#### PAGE EXCERPT:
Whenever I ask leaders what’s getting in their way, the answer almost always circles back to the same frustration. You’ve probably said it yourself at least once this month: “I’m in too many meetings, and I can’t get my real work done.”
But here’s a question we rarely ask ourselves: How much more productive could we be if we actually fixed this?
I’m confident you can reclaim a meaningful amount of time with this simple calendar audit. It’s not flashy. It’s just you, your calendar, a few highlighters and a willingness to take an honest look at how you’re really spending your week. If you’re willing to be candid with yourself, let’s get started.
START WITH LAST MONTH’S CALENDAR
Pull up the last 30 days of your calendar (or better yet, print them) and look at every single meeting. I know it sounds tedious, but trust me, it is worth it.
Sort each meeting into one of three buckets: green, yellow, or red. This works best if you actually use three different color highlighters or pens. The physical act helps you get honest. Here is how to categorize each meeting.
MEETINGS THAT TRULY NEED YOU (CATEGORY: GREEN)
These are the meetings where your presence is essential. Maybe you’re making a critical decision, or a major project would stall without your voice in the room.
You may be thinking, “Well, all my meetings are important.” This is where I need you to pause and reflect on a few questions:
Would anything fall apart if you skipped this?
Would the team actually wait on me, or would they carry on without hesitation?
Are you genuinely adding value to a decision that matters?
If you’re essential, it’s green, and the meeting should be kept on your calendar. If not, move it to the Red category, which we will discuss shortly.
RECURRING MEETINGS (CATEGORY: YELLOW)
Weekly team updates, check-ins, status reviews, committee meetings are like weeds. They build up over time, taking up huge sections of the calendar, and almost never get removed.
You might assume they need to stay. But do they really? Here’s how you can pressure test them:
Does this meeting still serve the purpose it was created for?
Could it happen less often — maybe monthly instead of weekly?
Could we get the same outcome in half the time – can it be reduced from 60 min to 30min?
If we paused it for a month, would anyone even notice?
Are we meeting just because “this is how we’ve always done it”?
Yellow doesn’t necessarily mean cut. It means question them and potentially make changes to improve their efficiency.
MEETINGS YOU MUST CUT (CATEGORY: RED)
This is the category that often stings a bit, because it forces us to acknowledge something inconvenient. A surprising number of our meetings are unnecessary or even worse, don’t need you.
Often, we attend these meetings because the topic is interesting, or we want to offer our perspective. Or maybe we just accept every meeting that pops into our inbox - no questions asked.
Don’t forget you’re aiming to be more productive, so this habit has to stop.
Here are the questions that will help you get clear about these meetings:
Does someone at my level truly need to be here?

#### EXERCISE TASKS:
1. Write out the passage of the article on meeting overload word for word, starting at "These are the" and ending at "in the room.".
2. Reproduce the records verbatim, starting at the line that contains "Target: open beak" and ending at the final line of the records.
The article has no connection to the records that come after it.

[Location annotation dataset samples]
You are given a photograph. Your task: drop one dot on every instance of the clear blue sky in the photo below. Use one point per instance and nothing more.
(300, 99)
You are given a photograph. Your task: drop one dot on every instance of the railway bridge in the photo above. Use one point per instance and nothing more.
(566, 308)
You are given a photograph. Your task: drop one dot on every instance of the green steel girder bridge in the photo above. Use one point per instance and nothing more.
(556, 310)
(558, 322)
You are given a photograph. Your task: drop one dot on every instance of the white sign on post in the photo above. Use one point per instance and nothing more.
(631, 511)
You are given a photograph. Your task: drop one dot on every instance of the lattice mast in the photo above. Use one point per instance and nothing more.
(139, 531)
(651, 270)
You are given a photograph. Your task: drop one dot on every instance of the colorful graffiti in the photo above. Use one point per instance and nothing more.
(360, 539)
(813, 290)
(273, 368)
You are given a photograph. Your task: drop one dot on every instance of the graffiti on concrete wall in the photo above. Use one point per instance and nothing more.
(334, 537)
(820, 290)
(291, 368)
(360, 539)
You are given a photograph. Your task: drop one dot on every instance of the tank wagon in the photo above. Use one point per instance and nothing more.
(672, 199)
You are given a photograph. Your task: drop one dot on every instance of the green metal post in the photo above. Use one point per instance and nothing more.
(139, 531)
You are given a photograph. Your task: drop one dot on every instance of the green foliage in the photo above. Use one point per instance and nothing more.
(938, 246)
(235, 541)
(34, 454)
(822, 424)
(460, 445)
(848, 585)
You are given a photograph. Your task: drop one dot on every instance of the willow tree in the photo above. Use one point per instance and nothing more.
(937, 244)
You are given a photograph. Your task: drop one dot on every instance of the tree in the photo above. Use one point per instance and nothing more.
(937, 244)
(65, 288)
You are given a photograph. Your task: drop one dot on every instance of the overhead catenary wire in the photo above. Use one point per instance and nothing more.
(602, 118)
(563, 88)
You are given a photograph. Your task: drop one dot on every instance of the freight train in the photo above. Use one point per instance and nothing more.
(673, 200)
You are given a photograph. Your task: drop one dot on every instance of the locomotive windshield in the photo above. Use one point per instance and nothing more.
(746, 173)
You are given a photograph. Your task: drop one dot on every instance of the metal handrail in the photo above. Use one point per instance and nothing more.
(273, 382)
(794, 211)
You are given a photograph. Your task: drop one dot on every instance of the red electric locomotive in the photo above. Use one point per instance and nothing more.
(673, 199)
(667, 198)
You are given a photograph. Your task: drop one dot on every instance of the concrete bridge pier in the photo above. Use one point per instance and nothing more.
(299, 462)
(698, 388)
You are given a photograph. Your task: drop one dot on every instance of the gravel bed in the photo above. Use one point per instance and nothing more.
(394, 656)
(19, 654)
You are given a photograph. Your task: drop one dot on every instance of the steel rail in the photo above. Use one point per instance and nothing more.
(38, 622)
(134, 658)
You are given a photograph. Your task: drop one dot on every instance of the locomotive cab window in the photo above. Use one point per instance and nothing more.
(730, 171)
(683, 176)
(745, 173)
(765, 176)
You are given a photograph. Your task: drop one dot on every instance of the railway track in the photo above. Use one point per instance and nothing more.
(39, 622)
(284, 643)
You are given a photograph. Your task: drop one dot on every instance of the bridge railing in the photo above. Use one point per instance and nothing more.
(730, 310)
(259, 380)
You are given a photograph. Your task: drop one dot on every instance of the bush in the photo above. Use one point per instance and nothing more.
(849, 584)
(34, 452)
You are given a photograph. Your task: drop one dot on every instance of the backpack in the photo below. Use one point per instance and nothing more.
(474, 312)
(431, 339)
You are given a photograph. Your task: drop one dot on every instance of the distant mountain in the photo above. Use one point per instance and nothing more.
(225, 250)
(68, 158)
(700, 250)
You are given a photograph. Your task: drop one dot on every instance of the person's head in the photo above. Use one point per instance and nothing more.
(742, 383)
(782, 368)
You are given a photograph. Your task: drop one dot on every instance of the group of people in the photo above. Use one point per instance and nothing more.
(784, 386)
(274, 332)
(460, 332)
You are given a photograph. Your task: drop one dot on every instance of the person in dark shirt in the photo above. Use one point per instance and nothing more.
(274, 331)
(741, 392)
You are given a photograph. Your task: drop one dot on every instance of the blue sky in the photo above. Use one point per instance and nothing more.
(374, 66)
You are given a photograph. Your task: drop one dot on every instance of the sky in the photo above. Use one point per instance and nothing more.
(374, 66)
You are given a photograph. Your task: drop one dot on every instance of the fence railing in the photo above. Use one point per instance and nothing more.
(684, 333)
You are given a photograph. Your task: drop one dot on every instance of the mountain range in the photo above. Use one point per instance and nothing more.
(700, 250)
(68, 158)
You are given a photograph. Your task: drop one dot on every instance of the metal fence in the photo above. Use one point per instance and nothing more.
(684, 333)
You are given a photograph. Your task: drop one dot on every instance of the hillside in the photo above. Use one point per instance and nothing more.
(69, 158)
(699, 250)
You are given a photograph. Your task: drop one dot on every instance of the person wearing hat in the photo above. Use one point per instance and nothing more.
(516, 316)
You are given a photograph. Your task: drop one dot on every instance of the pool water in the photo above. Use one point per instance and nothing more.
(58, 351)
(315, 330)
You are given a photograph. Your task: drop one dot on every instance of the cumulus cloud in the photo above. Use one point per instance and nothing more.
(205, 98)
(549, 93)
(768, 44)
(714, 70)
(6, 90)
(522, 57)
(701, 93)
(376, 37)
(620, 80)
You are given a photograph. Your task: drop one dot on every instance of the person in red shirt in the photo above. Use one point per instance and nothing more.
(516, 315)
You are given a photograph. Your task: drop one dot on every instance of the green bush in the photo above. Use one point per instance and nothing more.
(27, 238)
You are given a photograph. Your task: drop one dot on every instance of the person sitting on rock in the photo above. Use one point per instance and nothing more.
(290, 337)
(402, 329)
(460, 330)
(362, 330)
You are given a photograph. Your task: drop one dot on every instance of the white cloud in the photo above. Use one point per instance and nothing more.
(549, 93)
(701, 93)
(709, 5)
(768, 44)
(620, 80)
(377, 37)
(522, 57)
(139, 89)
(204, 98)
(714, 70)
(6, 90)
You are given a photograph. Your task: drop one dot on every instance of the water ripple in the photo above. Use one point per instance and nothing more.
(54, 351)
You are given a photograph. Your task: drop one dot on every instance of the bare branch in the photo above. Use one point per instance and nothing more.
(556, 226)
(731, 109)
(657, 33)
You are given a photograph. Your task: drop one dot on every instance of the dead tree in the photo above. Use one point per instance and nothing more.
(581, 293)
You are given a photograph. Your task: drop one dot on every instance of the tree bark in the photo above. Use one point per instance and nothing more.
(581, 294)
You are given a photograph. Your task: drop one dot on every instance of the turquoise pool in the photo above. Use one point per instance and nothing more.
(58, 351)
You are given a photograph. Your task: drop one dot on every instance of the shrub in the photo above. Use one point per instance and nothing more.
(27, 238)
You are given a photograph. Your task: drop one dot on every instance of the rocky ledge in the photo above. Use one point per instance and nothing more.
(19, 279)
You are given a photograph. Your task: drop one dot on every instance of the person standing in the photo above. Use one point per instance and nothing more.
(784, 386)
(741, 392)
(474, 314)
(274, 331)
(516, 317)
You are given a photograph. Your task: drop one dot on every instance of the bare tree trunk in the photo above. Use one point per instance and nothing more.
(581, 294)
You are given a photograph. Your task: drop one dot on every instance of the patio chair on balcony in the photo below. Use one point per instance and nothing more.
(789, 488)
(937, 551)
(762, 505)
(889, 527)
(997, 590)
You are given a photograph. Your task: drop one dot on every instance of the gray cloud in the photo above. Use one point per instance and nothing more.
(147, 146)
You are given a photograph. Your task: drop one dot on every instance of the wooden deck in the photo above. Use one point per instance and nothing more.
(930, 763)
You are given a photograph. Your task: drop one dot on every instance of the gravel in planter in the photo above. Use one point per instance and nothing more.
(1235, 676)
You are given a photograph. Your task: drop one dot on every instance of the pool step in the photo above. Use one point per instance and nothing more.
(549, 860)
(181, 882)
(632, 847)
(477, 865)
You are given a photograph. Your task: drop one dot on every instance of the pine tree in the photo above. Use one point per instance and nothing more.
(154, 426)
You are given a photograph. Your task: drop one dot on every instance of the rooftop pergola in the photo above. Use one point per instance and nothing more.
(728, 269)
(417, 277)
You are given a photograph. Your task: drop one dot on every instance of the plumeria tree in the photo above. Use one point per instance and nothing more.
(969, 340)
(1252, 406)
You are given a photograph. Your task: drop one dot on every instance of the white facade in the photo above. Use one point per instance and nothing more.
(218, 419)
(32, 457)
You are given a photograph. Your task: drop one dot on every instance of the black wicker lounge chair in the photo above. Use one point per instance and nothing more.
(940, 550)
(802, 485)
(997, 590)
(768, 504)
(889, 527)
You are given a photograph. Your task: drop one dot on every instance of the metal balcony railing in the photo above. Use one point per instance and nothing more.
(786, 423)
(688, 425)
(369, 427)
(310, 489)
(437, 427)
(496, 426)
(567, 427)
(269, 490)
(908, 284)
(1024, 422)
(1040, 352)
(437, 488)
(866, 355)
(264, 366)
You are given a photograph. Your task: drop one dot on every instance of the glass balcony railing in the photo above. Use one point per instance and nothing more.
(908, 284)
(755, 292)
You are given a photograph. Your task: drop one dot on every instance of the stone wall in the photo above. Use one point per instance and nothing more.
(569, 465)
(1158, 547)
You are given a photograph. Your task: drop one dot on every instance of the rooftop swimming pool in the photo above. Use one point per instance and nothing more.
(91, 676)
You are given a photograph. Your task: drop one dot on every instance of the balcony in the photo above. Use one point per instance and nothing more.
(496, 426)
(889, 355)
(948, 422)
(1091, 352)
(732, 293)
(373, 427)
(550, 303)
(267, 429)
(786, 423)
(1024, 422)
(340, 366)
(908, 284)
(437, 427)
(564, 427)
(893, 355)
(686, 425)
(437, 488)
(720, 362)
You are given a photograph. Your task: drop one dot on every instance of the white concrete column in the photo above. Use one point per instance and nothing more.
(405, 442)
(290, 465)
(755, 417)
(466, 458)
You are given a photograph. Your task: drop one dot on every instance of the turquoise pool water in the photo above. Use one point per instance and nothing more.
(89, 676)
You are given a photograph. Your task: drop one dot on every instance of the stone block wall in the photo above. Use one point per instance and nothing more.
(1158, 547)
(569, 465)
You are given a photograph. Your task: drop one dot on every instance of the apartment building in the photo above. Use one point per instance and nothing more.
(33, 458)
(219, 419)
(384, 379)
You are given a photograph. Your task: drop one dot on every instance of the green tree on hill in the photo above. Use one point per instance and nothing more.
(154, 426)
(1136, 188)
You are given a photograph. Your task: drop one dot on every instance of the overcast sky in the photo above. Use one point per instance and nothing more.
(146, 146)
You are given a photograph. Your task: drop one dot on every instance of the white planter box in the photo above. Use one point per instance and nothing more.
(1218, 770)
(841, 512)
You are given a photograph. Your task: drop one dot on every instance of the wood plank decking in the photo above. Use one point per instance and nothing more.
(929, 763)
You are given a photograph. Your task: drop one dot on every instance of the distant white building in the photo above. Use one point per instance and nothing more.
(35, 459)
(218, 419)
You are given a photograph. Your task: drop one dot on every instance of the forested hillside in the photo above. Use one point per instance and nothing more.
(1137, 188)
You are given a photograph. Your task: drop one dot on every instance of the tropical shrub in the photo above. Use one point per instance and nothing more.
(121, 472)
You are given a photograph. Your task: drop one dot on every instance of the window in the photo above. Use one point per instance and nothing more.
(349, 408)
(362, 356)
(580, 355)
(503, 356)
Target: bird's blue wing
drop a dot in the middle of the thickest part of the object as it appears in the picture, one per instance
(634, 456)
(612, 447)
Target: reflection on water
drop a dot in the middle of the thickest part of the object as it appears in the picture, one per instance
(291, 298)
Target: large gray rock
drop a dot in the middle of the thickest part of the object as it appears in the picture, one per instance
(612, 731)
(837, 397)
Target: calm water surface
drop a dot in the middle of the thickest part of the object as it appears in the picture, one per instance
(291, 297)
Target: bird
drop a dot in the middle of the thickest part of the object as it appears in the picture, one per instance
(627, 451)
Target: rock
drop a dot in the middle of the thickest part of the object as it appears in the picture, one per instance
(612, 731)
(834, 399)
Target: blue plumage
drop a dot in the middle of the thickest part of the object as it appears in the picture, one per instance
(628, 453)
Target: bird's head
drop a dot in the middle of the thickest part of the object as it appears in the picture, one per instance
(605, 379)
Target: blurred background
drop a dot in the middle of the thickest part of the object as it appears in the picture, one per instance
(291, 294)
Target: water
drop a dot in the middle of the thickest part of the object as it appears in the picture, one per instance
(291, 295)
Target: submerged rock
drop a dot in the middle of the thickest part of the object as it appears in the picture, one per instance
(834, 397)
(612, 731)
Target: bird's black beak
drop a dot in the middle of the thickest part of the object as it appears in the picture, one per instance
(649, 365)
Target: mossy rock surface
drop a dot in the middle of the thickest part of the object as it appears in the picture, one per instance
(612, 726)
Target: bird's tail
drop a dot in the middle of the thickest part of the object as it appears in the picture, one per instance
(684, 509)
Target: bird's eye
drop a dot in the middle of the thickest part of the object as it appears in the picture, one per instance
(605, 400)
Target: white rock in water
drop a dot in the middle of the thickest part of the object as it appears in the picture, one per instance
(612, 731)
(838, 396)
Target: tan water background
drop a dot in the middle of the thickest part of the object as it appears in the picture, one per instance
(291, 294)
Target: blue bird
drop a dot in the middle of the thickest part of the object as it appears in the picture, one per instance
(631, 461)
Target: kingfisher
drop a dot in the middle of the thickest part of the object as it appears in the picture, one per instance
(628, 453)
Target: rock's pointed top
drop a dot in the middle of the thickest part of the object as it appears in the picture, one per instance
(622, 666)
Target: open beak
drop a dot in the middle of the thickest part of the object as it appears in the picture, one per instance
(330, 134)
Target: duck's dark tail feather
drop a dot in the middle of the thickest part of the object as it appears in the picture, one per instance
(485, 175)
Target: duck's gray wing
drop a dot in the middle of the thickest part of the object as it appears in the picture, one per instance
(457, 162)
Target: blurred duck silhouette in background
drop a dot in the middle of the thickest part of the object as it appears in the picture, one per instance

#### ANSWERS:
1.
These are the meetings where your presence is essential. Maybe you’re making a critical decision, or a major project would stall without your voice in the room.

2.
Target: open beak
drop a dot in the middle of the thickest part of the object as it appears in the picture, one per instance
(330, 134)
Target: duck's dark tail feather
drop a dot in the middle of the thickest part of the object as it appears in the picture, one per instance
(485, 175)
Target: duck's gray wing
drop a dot in the middle of the thickest part of the object as it appears in the picture, one per instance
(457, 162)
Target: blurred duck silhouette in background
drop a dot in the middle of the thickest part of the object as it appears in the picture, one per instance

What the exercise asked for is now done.